■ **Excerpted passage**:
★ ★ ★
Sultan Ali Ri'ayat Syah III (died 4 April 1607) was the eleventh Sulṭān of Acèh Darussalam in northern Sumatra. He had a brief and turbulent reign from 1604 to 1607 before being succeeded by his more famous nephew Iskandar Muda.

Dynastic trouble

Sultan Muda, the future Sultan Ali, was the second son of Sultan Alauddin Ri'ayat Syah Sayyid al-Mukammal. In the early 1600s, he was made co-regent to his aged father. In April 1604 the old sultan was deposed and Sultan Muda was enthroned under the throne name Sultan Ali Ri'ayat Syah. His brief reign was marked by a severe drought which caused famine and death to many people. Moreover, dynastic instability afflicted the kingdom. In 1605 he picked up a fight with his brother Husain, vassal raja of Pidië. Sultan Ali's and Husain's nephew Perkasa Alam, the later Sultan Iskandar Muda, had been punished by the sultan and therefore fled to Pidië. Sultan Ali demanded his extradition but Husain refused. Husain came in open rebellion and ordered his nephew to lead the Pidië troops in a campaign against the capital, but in the end, the soldiers plainly refused to fight. Perkasa Alam was therefore captured and brought back to Kutaraja where he was confined to prison.
★ ★ ★
■ **Supplied records**:
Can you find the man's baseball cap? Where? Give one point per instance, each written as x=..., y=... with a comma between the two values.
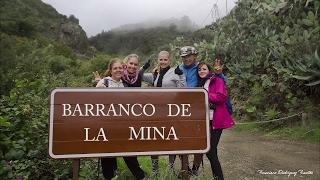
x=187, y=50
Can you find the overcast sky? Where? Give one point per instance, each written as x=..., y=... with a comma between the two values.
x=98, y=15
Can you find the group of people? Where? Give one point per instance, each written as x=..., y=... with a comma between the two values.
x=191, y=73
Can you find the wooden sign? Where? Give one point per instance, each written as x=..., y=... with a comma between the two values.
x=97, y=122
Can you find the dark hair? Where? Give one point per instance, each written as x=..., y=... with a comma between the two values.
x=201, y=81
x=113, y=61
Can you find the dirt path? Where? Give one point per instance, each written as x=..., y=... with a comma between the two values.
x=248, y=156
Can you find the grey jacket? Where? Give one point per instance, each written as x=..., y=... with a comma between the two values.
x=170, y=79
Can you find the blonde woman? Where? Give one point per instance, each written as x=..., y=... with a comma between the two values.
x=109, y=164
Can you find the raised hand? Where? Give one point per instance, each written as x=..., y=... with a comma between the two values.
x=97, y=76
x=217, y=68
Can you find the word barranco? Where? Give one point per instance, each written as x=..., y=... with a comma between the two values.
x=122, y=110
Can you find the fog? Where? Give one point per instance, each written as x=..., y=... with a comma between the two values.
x=98, y=15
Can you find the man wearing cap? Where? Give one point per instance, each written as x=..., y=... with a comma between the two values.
x=189, y=69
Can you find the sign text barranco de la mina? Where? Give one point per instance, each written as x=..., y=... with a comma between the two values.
x=102, y=122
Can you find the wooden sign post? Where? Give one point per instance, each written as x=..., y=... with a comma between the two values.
x=96, y=122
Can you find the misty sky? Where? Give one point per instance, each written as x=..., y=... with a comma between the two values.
x=98, y=15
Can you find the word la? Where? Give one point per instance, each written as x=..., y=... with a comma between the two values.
x=101, y=135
★ ★ ★
■ **Directions**:
1) Name every place the passage on Sultan Ali Ri'ayat Syah III mentions.
2) Put the records from the line with "Can you find the misty" through the end of the records into a Markdown table with columns Row and Line, numbering each line and leaving out blank lines.

■ **Full answers**:
1)
- Acèh Darussalam
- Sumatra
- Pidië
- Kutaraja

2)
| Row | Line |
|---|---|
| 1 | Can you find the misty sky? Where? Give one point per instance, each written as x=..., y=... with a comma between the two values. |
| 2 | x=98, y=15 |
| 3 | Can you find the word la? Where? Give one point per instance, each written as x=..., y=... with a comma between the two values. |
| 4 | x=101, y=135 |